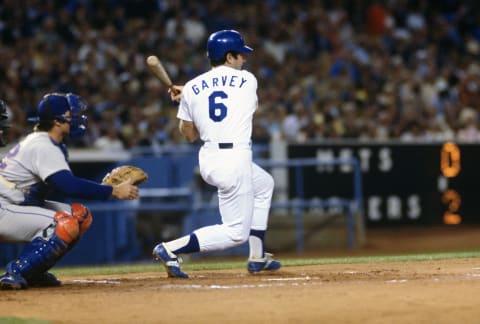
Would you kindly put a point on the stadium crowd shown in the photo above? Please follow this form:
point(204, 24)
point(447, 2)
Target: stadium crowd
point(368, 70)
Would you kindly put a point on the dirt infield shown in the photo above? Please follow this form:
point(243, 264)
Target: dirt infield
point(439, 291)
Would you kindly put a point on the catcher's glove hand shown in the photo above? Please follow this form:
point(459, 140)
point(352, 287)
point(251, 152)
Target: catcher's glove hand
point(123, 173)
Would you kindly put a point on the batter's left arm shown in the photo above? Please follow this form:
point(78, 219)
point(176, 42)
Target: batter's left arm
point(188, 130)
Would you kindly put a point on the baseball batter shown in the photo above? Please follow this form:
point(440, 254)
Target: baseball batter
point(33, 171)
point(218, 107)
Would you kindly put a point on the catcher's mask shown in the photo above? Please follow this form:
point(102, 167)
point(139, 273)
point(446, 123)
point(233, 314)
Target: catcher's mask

____________

• WRITTEN EXERCISE
The records above must be transcribed exactly. Pictures are left out of the copy.

• OUTPUT FOR THIS TASK
Would you kindly put a point on the stadium crowd shown in the photo above? Please follow this form:
point(204, 24)
point(447, 2)
Target: stadium crowd
point(368, 70)
Would you kindly put a point on the dirt infield shown in the photo above? Please follow this form:
point(243, 264)
Target: dirt infield
point(439, 291)
Would you kindly put a point on the catcher's glove hand shown in the photo above? Please follow this form:
point(459, 140)
point(352, 287)
point(251, 152)
Target: catcher's glove hand
point(123, 173)
Would you kindly put a point on the batter's left arm shown in the photo above? Please follow this form:
point(78, 219)
point(176, 42)
Target: batter's left arm
point(188, 130)
Would you kindly put a point on the baseball batter shown in the photo above? Please follow this form:
point(440, 254)
Target: baseball batter
point(33, 171)
point(218, 107)
Would you kindly put a point on the catcher's mask shown in the photo above? Please follow this form:
point(102, 167)
point(139, 273)
point(446, 123)
point(233, 314)
Target: catcher's mask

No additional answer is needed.